#### Article ####
AIBench

💜 Project Page | 🤗 Dataset | 📚 Code | 📑 Paper

AIBench is a benchmark and toolkit for evaluating academic illustration generation.
It focuses on whether modern image generation models can produce paper-ready method/framework figures that are both:

logically consistent with the source paper
aesthetically acceptable as academic illustrations

This repository currently provides two core modules:

infer/: image generation
eval/: standalone evaluation

These modules are designed to work together: first generate images, then evaluate either generated outputs or baseline references.

Why AIBench

Image generation has improved rapidly, but its ability to produce ready-to-use academic figures is still underexplored. Prior evaluations often rely on direct VLM-to-VLM holistic comparisons, which implicitly assume oracle-level multimodal understanding. That assumption becomes fragile when method text and diagrams are long, dense, and logically complex.

AIBench addresses this gap with a VQA-style logic evaluation plus model-based aesthetic evaluation, reducing reliance on a single black-box holistic judgment.

Features

First VQA-based benchmark for this task: evaluates academic illustration quality through structured question answering
Four-level logic assessment: from low-level components to high-level semantics
Aesthetic assessment via VLMs: complements logic consistency with style/visual quality
Decoupled design: inference and evaluation are separated for easier debugging and reuse
JSONL data flow: structured JSONL input/output for scalable batch processing
Multi-role evaluation: supports generated images (image_gen), ground-truth images (gt), and blank-image baselines (blank)
#### Extracted data ####
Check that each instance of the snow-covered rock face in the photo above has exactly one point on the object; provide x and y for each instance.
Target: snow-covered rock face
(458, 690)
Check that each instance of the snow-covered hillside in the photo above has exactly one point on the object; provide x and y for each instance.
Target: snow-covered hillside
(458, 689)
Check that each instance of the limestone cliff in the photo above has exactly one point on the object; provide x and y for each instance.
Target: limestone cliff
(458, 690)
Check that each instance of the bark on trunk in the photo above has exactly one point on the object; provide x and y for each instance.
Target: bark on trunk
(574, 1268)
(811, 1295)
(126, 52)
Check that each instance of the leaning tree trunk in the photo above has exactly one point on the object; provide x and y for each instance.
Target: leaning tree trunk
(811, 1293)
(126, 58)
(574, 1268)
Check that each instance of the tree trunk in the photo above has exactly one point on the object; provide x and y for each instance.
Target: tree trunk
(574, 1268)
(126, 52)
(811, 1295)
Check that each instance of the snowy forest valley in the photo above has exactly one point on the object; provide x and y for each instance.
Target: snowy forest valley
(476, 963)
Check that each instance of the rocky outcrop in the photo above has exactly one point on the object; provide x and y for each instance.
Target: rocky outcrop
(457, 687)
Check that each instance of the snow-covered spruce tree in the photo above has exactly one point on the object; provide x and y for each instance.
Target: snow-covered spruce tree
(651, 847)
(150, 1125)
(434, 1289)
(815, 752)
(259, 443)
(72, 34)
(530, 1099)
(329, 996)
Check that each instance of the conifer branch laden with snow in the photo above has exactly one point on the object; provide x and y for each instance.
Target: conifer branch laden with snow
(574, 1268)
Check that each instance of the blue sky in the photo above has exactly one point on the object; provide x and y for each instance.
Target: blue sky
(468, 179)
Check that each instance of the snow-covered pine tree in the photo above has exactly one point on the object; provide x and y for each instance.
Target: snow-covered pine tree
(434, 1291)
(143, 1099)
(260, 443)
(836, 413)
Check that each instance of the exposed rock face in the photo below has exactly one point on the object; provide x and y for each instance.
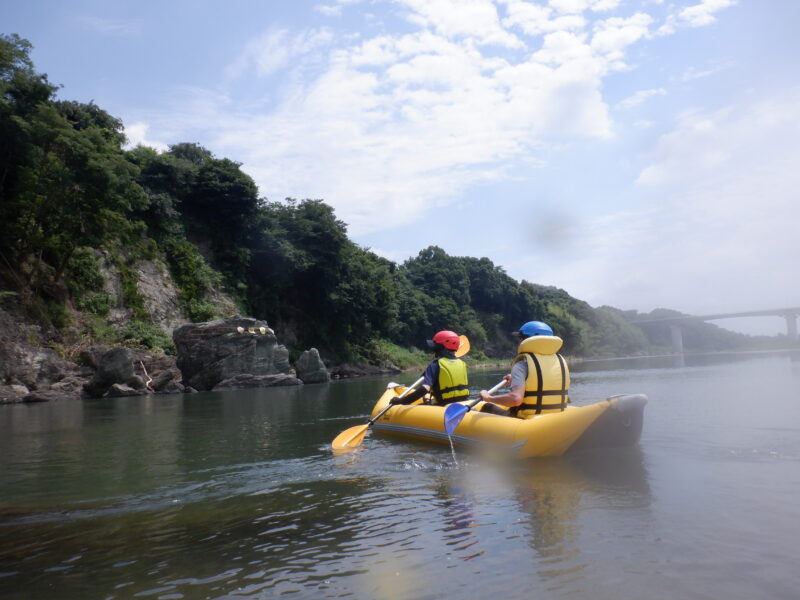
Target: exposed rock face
(115, 366)
(209, 353)
(310, 368)
(347, 371)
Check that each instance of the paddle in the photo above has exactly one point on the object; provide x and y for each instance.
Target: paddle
(463, 346)
(351, 438)
(455, 412)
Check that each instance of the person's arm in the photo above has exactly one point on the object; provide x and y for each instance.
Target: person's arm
(519, 373)
(421, 390)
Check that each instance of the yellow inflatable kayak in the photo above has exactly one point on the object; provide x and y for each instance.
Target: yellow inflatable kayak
(616, 421)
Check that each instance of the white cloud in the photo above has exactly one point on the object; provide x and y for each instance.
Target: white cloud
(639, 97)
(329, 10)
(386, 127)
(535, 19)
(112, 27)
(613, 35)
(579, 6)
(276, 49)
(697, 15)
(717, 227)
(474, 19)
(703, 13)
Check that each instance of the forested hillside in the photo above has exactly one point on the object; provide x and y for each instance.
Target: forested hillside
(73, 198)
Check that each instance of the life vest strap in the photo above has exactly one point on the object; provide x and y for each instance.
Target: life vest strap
(539, 394)
(454, 388)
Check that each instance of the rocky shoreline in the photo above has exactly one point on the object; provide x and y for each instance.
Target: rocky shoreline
(233, 353)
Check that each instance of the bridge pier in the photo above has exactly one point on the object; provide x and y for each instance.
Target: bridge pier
(676, 333)
(791, 326)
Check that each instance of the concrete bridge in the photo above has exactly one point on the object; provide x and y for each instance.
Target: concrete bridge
(790, 314)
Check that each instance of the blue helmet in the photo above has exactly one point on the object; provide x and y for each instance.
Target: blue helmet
(532, 328)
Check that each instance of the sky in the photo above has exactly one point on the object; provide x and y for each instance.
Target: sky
(636, 153)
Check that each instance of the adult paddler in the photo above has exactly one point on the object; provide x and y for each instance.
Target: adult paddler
(445, 377)
(539, 376)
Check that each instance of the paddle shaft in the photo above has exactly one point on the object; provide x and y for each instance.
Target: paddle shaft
(407, 390)
(491, 391)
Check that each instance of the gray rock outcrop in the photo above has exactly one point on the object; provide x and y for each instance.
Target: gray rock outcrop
(210, 353)
(240, 382)
(114, 366)
(310, 368)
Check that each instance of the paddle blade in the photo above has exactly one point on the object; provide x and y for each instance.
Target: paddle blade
(453, 414)
(463, 347)
(350, 439)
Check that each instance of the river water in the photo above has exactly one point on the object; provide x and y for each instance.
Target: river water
(237, 495)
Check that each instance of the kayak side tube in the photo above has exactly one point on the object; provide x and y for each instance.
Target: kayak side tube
(616, 421)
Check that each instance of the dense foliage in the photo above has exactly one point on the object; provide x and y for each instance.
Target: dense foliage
(69, 188)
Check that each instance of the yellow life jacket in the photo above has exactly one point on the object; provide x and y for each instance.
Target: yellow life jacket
####
- To be done:
1: According to the AIBench overview, why does AIBench evaluate logic through VQA-style questions rather than a direct VLM-to-VLM holistic comparison?
2: Edit the AIBench overview from "These modules are" up to and including "black-box holistic judgment.", putting "unreliable" in place of "fragile".

- Written answers:
1: Direct VLM-to-VLM holistic comparisons implicitly assume oracle-level multimodal understanding, and that assumption becomes fragile when method text and diagrams are long, dense, and logically complex. The VQA-style logic evaluation, paired with model-based aesthetic evaluation, reduces reliance on a single black-box holistic judgment.

2:
These modules are designed to work together: first generate images, then evaluate either generated outputs or baseline references.

Why AIBench

Image generation has improved rapidly, but its ability to produce ready-to-use academic figures is still underexplored. Prior evaluations often rely on direct VLM-to-VLM holistic comparisons, which implicitly assume oracle-level multimodal understanding. That assumption becomes unreliable when method text and diagrams are long, dense, and logically complex.

AIBench addresses this gap with a VQA-style logic evaluation plus model-based aesthetic evaluation, reducing reliance on a single black-box holistic judgment.